TEXT SECTION
◇ ◇ ◇ ◇ ◇
This lecture is going to be in two quite distinct parts. In this first hour I’m going to have a look at three philosophers that we can take as representative of some trends in late 20th C ethical thought. We’re going to look very briefly at the work of John Rawls, Robert Nozick, and Alasdair Macintyre. Of these three the most important is John Rawls and his ideas are going to take up most of our time.

 

I’ve chosen these people for three reasons:

 

  1. Because they seem to most modern philosophers to represent significant advances in moral thinking, such that future directions may well depend upon reactions to them.

 

  1. Because they’re clearly related to previous theories that we’ve studied, and they show how those theories aren’t simply discarded, but form a sort of resource that we can draw upon. Just because Kant or Aristotle are old and their theories in their original form aren’t aceptable doesn’t mean they can be ignored. They still have their uses.

 

  1. The fact that these three philosophers feel the need to propose their very different ideas of what it is that makes something Good or Bad indicates that the whole business of talking about ethics has not yet come to a conclusion. This is something that really bothers me. Some people might say that this indicates that the whole business of talk about Good and Bad must be somehow incoherent. How else can there still be argument about this stuff after 2500 years of really concentrated effort from some of the world’s smartest people? Compare and contrast the progress here with the progress made in science since that began about 400 years ago.

 

Before we get started let me just point out that these aren’t really at the absolute focus of modern thinking about ethical questions – but most of what goes on there is not very helpful in the matter of telling us what we all ought to do. A lot of the best stuff is what they call ‘metaethics’ where they talk about what’s involved in talking about ethics. Philosophers find that sort of thing interesting (and it may eventually be important) but real people find it something else altogether – and so I won’t inflict any of that on you.

 

Rawls on the Just State

 

John Rawls is an American philosopher, widely considered the most significant political philosopher of the 20th century. His most important work is A Theory of Justice, first published in 1971. We are going to examine the basic outlines of this theory of justice.

 

Recall Locke’s picture of a legitimate government. This is one that protects individuals’ rights, including property rights, and respects majority rule (provided majority rule does not infringe upon individual rights). Should we say that a society that succeeds in running itself along the lines envisaged by Locke would be a just society? Perhaps it would systematically allow for great injustices; perhaps a Lockean society would be deeply unfair in some way. Consider another theory of justice we have examined in our course: Plato’s theory of justice. According to Plato, a state is just if and only if it is divided into three classes corresponding to the three fundamental tasks of social life and each class performs the work it is suited to and doesn’t try to usurp the role of other classes. A just state would then be one in which everything is in its place; it would be a state run upon perfectly rational lines. But would such a state really be just? Would it be fair to each of its citizens? Would you agree to join Plato’s republic if you didn’t know which class you were going to be assigned to?
◇ ◇ ◇ ◇ ◇
PROBLEMS
A – Reproduce the passage of the ethics lecture starting at "John Rawls is" and ending at "this theory of justice.".
B – Write the next part of the lecture on Rawls and late 20th-century ethics, picking up after its final sentence.

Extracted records
◇ ◇ ◇ ◇ ◇
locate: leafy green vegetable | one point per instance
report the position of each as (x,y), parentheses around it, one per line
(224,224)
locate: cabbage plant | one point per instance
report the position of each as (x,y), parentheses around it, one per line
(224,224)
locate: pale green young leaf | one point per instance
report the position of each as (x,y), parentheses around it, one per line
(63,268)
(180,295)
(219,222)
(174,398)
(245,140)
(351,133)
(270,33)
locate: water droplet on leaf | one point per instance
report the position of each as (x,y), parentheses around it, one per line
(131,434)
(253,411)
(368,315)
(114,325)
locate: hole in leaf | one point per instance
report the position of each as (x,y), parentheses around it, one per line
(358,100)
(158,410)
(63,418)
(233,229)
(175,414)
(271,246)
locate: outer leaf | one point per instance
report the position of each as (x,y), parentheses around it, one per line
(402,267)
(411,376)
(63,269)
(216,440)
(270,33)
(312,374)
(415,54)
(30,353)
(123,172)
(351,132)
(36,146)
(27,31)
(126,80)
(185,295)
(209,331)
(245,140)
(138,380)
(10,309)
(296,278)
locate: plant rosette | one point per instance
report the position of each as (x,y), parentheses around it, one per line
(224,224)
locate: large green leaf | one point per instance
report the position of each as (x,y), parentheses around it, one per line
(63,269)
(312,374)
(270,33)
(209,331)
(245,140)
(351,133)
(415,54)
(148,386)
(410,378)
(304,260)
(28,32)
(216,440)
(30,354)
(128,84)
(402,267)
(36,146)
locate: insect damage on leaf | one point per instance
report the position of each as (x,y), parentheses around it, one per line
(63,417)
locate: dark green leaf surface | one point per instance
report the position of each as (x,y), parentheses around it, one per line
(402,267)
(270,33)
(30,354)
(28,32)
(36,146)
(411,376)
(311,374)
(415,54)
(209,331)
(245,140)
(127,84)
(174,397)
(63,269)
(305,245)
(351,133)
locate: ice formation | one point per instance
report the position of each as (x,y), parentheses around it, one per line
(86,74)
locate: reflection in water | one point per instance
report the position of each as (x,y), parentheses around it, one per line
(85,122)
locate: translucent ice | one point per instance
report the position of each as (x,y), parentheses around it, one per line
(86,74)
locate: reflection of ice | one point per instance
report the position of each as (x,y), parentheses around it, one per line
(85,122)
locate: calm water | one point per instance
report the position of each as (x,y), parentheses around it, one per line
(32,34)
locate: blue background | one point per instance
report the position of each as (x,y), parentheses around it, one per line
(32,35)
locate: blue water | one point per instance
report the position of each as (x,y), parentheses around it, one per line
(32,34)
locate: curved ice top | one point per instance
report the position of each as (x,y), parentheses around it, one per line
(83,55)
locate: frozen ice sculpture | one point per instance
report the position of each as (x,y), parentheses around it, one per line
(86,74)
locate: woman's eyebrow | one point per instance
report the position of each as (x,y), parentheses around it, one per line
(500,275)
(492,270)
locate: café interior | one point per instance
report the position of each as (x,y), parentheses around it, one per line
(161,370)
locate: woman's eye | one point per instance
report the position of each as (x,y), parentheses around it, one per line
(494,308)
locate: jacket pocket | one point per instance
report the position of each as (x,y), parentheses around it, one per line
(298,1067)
◇ ◇ ◇ ◇ ◇
ANSWERS TO THE EXERCISES
A –
John Rawls is an American philosopher, widely considered the most significant political philosopher of the 20th century. His most important work is A Theory of Justice, first published in 1971. We are going to examine the basic outlines of this theory of justice.

B –
Justice as Fairness

 

To get a grip on these kinds of issue, we need to clarify what we mean by justice in the state. What would it be for a society to be just? A just society would not necessarily be one in which no injustices ever occur; injustices can arise for many different reasons, like human error or foolishness, and we don’t blame society as such for these kinds of injustice. Instead, we think a just society would be one that is run according to genuinely just principles: the basic structure of the society would be just. This is Rawls’ starting point. Rawls also starts from the idea that a just society would be a fair society. He calls his conception of justice, “justice as fairness.” Rawls conception of justice as fairness involves more than respect for rights and more than fairness within the legal system. It involves the distribution of what Rawls calls primary social goods: wealth, opportunities, liberties and privileges, and what Rawls calls the bases of self-respect (e.g. equality of political representation). For this reason Rawls is said to be advancing a theory of “distributive justice” in A Theory of Justice. However, let us start our examination of Rawls’ theory by looking at the concept of fairness.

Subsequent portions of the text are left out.